Market weakness has seen many investors’ portfolios fall in recent weeks, particularly those with heavy exposure to technology and growth-oriented stocks. Coupled with rising inflation, it has been a painful start to the year for many. During volatile periods such as this, adding a consumer defensive stock makes sense. Sanderson Farms (NASDAQ: SAFM) is a $4.2 billion chicken producer and wholesaler that can provide diversification to those investors with high beta portfolios.
Sanderson Farms processes and sells chicken products to retailers, distributors, and restaurants across the United States in a variety of formats such as fresh, frozen, and prepared formats. The Mississippi-based company was founded in 1947 and is still run by a member of the Sanderson family.
From a valuation perspective, Sanderson Farms appears cheap compared to peers in the consumer defensive space. SAFM has a PE ratio of 9.2, compared to the industry average of 24.0 and the S&P PE of 27.4. The stock still looks cheap when compared more narrowly against small-cap food companies such as Treehouse Foods (NYSE: THS) with a PE of 31.8, Nomad Foods (NYSE: NOMD) with a PE of 20.0, and Flowers Foods (NYSE: FLO) with a PE of 27.6. Sanderson Farms also looks attractive from a Price/Sales view, with a 0.9 ratio compared to the industry figure of 1.8 and the S&P 500 reading of 3.1.
On the growth front, Sanderson Farms has demonstrated steady progress that falls in between the consumer defensive sector and the broader market as a whole. The company has averaged sales growth of 11.2% and EPS growth of 19.5% over the past five years. These figures have outpaced the sector which has grown sales and EPS by 1.8% and 6.5% respectively over the same period. SAFM has lagged the S&P 500 however, which has grown sales by 13.1% and EPS by 24.2% over the past five years. A defensive name that is a relatively fast grower within the space but features a beta of only 0.67 can provide a hedge against higher volatility portfolio components while still featuring solid growth potential. The stock also has a dividend yield of 0.94% which helps total return.
Sanderson Farms does not have a large analyst following, possibly due to its small-cap size. The company is currently rated by four analysts, all of whom have a “hold” rating on the stock and an average price target is $203, which would represent steady but not explosive growth from current price levels.
The current inflationary environment, while challenging for most firms across all industries, may be less of a headwind for a chicken-focused company such as Sanderson Farms. Chicken is typically a less expensive form of protein compared to beef, pork, and seafood so while rising input costs will need to be offset with higher prices, the potential for stifled demand is less so compared to other meat proteins. Plant-based alternatives such as Beyond Meat (NASDAQ: BYND) and Impossible Foods have emerged as a potential alternative in recent months, but they have had several operational challenges lately so the challenge may be mitigated for the time being. For investors in search of a small-cap name with solid growth prospects, low beta, and a decent yield, Sanderson Farms warrants a closer look.

• **DATA LISTING**:
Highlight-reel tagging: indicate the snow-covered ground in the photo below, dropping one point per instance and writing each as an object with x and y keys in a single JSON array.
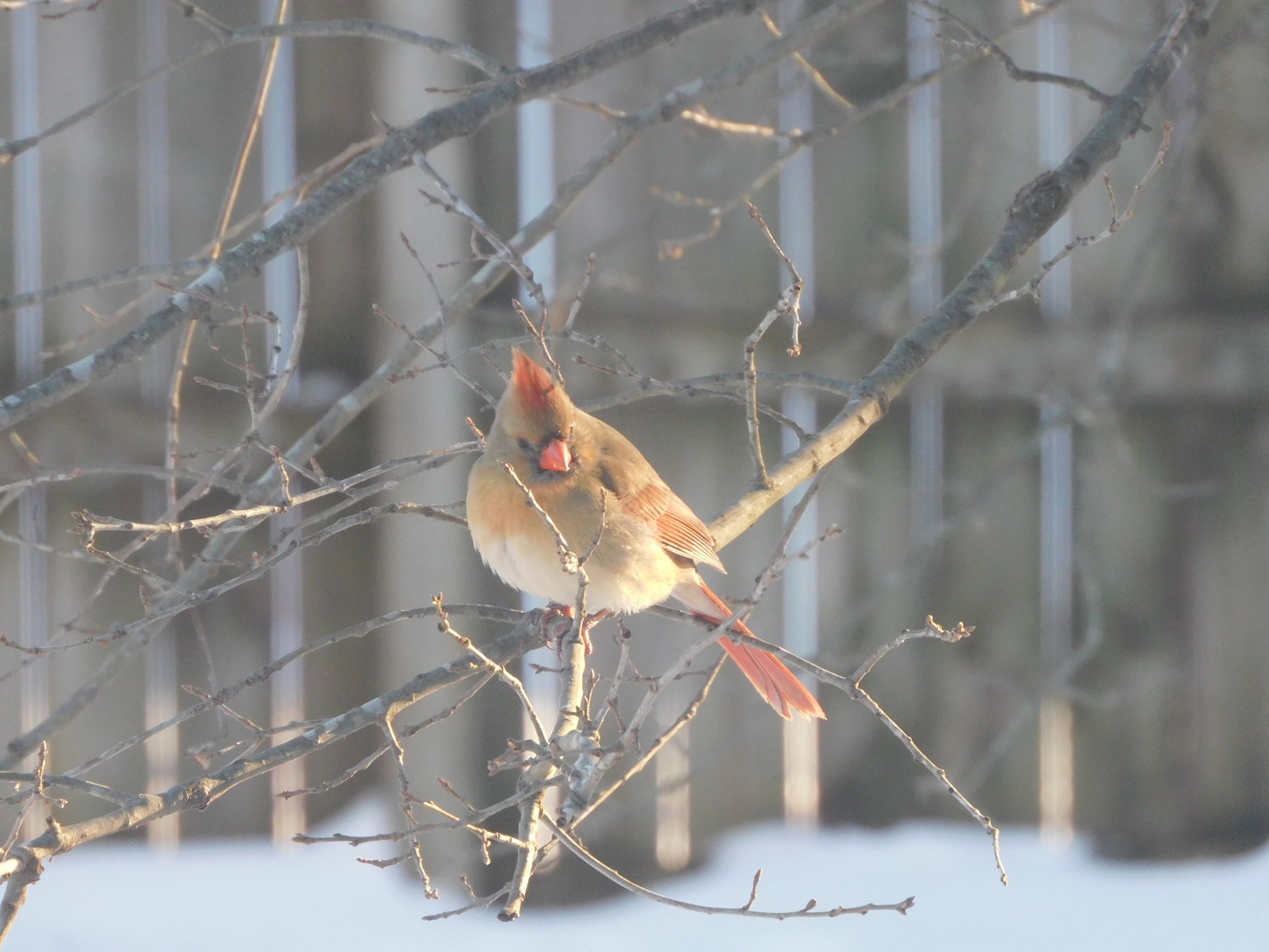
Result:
[{"x": 248, "y": 896}]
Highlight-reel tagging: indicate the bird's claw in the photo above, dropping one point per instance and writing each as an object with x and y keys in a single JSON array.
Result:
[{"x": 556, "y": 611}]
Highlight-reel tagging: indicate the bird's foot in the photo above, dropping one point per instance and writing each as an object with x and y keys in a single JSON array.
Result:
[
  {"x": 557, "y": 611},
  {"x": 555, "y": 633}
]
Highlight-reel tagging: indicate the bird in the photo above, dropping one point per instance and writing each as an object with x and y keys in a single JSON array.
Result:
[{"x": 600, "y": 493}]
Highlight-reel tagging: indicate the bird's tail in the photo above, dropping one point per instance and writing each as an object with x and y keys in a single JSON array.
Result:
[{"x": 778, "y": 686}]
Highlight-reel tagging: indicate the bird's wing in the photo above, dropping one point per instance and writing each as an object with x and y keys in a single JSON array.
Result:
[{"x": 642, "y": 493}]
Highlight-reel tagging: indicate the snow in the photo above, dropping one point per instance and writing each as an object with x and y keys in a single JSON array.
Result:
[{"x": 247, "y": 895}]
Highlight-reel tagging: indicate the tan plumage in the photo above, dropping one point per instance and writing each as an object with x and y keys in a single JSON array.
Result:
[{"x": 651, "y": 540}]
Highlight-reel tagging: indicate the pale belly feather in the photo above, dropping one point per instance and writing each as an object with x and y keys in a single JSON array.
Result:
[{"x": 629, "y": 572}]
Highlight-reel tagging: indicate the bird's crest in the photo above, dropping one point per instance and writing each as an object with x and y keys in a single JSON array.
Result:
[{"x": 533, "y": 385}]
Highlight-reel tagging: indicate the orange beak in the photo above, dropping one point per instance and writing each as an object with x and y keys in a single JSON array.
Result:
[{"x": 556, "y": 457}]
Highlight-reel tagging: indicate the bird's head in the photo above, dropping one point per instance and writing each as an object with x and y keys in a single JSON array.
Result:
[{"x": 533, "y": 428}]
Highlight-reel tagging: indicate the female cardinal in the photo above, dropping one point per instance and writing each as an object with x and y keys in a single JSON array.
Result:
[{"x": 650, "y": 541}]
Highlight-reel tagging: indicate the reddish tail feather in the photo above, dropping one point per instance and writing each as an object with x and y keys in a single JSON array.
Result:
[{"x": 778, "y": 686}]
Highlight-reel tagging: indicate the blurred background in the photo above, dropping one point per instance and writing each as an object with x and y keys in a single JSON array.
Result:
[{"x": 1082, "y": 479}]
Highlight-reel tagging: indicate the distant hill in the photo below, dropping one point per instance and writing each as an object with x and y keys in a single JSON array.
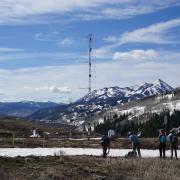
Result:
[
  {"x": 101, "y": 100},
  {"x": 23, "y": 108}
]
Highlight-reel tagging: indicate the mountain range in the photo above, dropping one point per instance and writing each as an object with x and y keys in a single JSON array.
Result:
[
  {"x": 100, "y": 100},
  {"x": 23, "y": 108}
]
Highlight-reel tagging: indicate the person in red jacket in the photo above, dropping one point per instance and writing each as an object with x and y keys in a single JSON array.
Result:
[
  {"x": 162, "y": 143},
  {"x": 173, "y": 143}
]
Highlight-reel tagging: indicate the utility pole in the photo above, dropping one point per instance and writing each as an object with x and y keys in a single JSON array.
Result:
[
  {"x": 90, "y": 63},
  {"x": 90, "y": 79}
]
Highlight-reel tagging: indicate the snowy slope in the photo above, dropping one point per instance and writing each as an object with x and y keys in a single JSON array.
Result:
[{"x": 100, "y": 100}]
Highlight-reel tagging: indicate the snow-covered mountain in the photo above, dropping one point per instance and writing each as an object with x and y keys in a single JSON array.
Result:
[
  {"x": 23, "y": 108},
  {"x": 117, "y": 95},
  {"x": 99, "y": 100}
]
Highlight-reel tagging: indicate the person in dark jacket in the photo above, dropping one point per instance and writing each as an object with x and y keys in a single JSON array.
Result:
[
  {"x": 173, "y": 143},
  {"x": 105, "y": 143},
  {"x": 134, "y": 138},
  {"x": 162, "y": 143}
]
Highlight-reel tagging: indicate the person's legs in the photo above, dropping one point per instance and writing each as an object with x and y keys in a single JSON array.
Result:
[
  {"x": 171, "y": 151},
  {"x": 164, "y": 150},
  {"x": 104, "y": 151},
  {"x": 160, "y": 150},
  {"x": 138, "y": 148},
  {"x": 175, "y": 150},
  {"x": 134, "y": 146}
]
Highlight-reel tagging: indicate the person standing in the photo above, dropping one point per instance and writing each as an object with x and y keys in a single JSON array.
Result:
[
  {"x": 162, "y": 143},
  {"x": 134, "y": 138},
  {"x": 173, "y": 143},
  {"x": 105, "y": 143}
]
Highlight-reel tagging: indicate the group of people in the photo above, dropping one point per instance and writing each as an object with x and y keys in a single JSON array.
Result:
[{"x": 134, "y": 139}]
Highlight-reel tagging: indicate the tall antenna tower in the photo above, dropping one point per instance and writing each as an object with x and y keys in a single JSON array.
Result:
[{"x": 90, "y": 64}]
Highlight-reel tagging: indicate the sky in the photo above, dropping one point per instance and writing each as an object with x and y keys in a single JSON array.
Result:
[{"x": 44, "y": 46}]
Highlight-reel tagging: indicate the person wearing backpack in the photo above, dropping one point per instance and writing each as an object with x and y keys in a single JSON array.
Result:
[
  {"x": 105, "y": 143},
  {"x": 162, "y": 143},
  {"x": 134, "y": 138},
  {"x": 173, "y": 143}
]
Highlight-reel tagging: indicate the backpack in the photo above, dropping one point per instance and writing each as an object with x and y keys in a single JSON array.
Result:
[
  {"x": 162, "y": 139},
  {"x": 174, "y": 139},
  {"x": 105, "y": 141}
]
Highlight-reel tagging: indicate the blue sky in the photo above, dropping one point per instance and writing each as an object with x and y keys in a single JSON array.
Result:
[{"x": 44, "y": 46}]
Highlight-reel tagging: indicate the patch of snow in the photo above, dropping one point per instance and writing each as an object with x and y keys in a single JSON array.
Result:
[{"x": 24, "y": 152}]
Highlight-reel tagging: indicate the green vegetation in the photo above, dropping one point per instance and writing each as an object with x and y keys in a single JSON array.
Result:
[
  {"x": 87, "y": 167},
  {"x": 149, "y": 124}
]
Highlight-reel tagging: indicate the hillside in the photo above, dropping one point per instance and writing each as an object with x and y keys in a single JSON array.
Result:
[
  {"x": 100, "y": 100},
  {"x": 23, "y": 108}
]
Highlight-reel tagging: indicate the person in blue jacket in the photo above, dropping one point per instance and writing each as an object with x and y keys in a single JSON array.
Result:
[
  {"x": 162, "y": 143},
  {"x": 173, "y": 143},
  {"x": 105, "y": 143},
  {"x": 134, "y": 138}
]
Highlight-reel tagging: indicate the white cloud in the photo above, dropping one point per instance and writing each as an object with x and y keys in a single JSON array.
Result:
[
  {"x": 49, "y": 36},
  {"x": 53, "y": 89},
  {"x": 110, "y": 39},
  {"x": 6, "y": 49},
  {"x": 50, "y": 83},
  {"x": 33, "y": 56},
  {"x": 137, "y": 54},
  {"x": 38, "y": 11},
  {"x": 157, "y": 33},
  {"x": 65, "y": 42}
]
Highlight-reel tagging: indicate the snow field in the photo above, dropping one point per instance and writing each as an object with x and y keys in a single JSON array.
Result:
[{"x": 24, "y": 152}]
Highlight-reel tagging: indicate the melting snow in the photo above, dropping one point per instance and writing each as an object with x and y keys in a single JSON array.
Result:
[{"x": 14, "y": 152}]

• **WHAT THIS EXERCISE ASKS**:
#1 Answer these from the Sanderson Farms article:
(a) In what year was Sanderson Farms founded?
(b) What is the company's PE ratio?
(c) How many analysts rate the stock, and what rating do they give it?
#2 Quote the stretch of the Sanderson Farms article from "Sanderson Farms processes" through "reading of 3.1.".

• **SOLUTIONS FOR EACH TASK**:
#1
(a) 1947
(b) 9.2
(c) Four analysts, all with a "hold" rating

#2
Sanderson Farms processes and sells chicken products to retailers, distributors, and restaurants across the United States in a variety of formats such as fresh, frozen, and prepared formats. The Mississippi-based company was founded in 1947 and is still run by a member of the Sanderson family.
From a valuation perspective, Sanderson Farms appears cheap compared to peers in the consumer defensive space. SAFM has a PE ratio of 9.2, compared to the industry average of 24.0 and the S&P PE of 27.4. The stock still looks cheap when compared more narrowly against small-cap food companies such as Treehouse Foods (NYSE: THS) with a PE of 31.8, Nomad Foods (NYSE: NOMD) with a PE of 20.0, and Flowers Foods (NYSE: FLO) with a PE of 27.6. Sanderson Farms also looks attractive from a Price/Sales view, with a 0.9 ratio compared to the industry figure of 1.8 and the S&P 500 reading of 3.1.